## Requirement
Which four foods does the article about Level99 name as typical of a food court at an indoor entertainment center?

## Given text
################
Level Up for Dozens of Unique Challenges at Providence’s Newest Interactive Entertainment Center
Level99 has taken over the 40,000 square foot space formerly occupied by JC Penny at the Providence Place Mall.
Level99, the new entertainment complex at the Providence Place Mall, has more than 50 mental and physical challenges, plus an unexpected element that will keep you coming back even when you’re not in the mood to have your mind twisted or your body contorted: great food.
Scattered over 40,000 square feet in the space formerly occupied by JC Penney, Level99 resembles a small village organized into broad avenues and side alleys. Most activities are housed in standalone structures, although a few — like an arena where guests have to dodge giant swinging axes — are in full public view. Some incorporate elements of obstacle courses and require navigation by jumping, swinging on ropes, or gripping handrails; others are all brainpower, with collaboration among two to six teammates required to operate the machinery on an imagined submarine, for example. One-on-one “duels” are also part of the mix.
“Some challenges are mental or logical, others are very physical,” says Level99 founder and CEO Matt DuPlessie, whose opened the first Level99 at the Natick Mall in Massachusetts in 2021, and previously developed the Five Wits escape rooms at Patriot Place in Foxborough. “Especially post pandemic, when a big percentage of our day is spent looking at a screen, this is a chance to play real games with real people,” he said. “The challenges are digitally enabled, but technology isn’t the focus — the focus is on the guest.”
Each challenge is designed to take 1-4 minutes. Every player’s score is digitally tracked, and guests can return to individual challenges again and again — during a current or future visit — to try to max out their score. “You can return to pick up games where you left off,” says DuPlessie.
Passes are sold in 2 hour, 4 hour, or all-day blocks; DuPlessie estimates that completing them all would take 30 hours, so there’s plenty of incentive for repeat visits. New challenges also are occasionally rotated in to keep the experience fresh.
“To be competitive, we need to offer experiences you can’t get at home,” DuPlessie says. “This is where you come to be the hero in your own story.”
What’s also fresh is the food being served at Level99’s Night Shift Kitchen and Tap, which features a rotating selection of 30 local beers on draft and a menu of modern comfort food.
At first glance, the menu resembles what you’d expect from a food court at a typical indoor entertainment center — burgers, pizza, fries, popcorn. But everything here is made from scratch, says Ryan Shocklee, Level99’s vice president of food and beverage. The fries, for example, are hand-cut. The popcorn — on the menu as an item that can be easily carried around from challenge to challenge — are topped with maple almond glaze or brown butter and a three-cheese mix. Burgers are made with Wagyu beef, and the pizza is an authentic rendition of Detroit-style, right down to the crispy, cheesy, caramelized edges.
Add a big, stylish bar and dining room with floor-to-ceiling windows overlooking the redbrick buildings of Smith Hill and The Valley, and you’ve got a drink and dining destination rivaling any casual-to-crafty restaurant in the city. “We want the food to be able to stand on its own, not just an add-on amenity,” Shocklee says. That challenge has already been met; at Level99, the rest are up to you.
################
## Records supplied
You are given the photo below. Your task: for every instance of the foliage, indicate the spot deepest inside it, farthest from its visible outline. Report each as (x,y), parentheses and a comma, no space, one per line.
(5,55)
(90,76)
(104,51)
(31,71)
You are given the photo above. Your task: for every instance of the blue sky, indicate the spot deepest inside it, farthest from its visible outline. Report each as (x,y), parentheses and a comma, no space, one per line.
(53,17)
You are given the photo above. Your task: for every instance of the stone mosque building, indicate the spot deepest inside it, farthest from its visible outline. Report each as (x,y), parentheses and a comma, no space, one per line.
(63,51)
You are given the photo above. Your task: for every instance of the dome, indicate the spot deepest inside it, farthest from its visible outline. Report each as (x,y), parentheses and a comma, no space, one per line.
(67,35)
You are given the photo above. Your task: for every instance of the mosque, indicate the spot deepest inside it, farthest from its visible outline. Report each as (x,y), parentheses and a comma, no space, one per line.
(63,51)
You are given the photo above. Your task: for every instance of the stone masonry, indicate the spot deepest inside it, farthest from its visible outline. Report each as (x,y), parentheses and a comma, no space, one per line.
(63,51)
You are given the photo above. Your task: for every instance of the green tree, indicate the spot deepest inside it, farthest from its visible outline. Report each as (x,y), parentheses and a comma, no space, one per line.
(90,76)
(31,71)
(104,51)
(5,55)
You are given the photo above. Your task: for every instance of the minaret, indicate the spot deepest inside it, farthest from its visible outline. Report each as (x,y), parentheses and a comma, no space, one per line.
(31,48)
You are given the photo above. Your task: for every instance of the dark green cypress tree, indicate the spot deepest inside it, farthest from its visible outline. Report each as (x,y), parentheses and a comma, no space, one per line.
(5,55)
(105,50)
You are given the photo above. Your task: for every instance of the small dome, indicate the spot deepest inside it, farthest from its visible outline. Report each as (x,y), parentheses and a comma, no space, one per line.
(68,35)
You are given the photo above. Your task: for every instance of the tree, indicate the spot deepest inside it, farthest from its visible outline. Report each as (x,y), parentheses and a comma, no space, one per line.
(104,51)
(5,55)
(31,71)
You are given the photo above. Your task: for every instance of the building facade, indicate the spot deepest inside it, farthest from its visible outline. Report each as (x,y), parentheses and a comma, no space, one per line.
################
## Reply to the exercise
Burgers, pizza, fries, and popcorn.